Brief:
Copy out all the entries exactly.

Material for this task:

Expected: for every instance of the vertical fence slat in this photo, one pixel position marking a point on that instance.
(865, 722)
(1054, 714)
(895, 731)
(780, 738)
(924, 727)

Solution to the problem:
Expected: for every instance of the vertical fence slat in this photo, one pixel position marking a point on that instance.
(865, 722)
(1054, 714)
(895, 731)
(780, 738)
(924, 727)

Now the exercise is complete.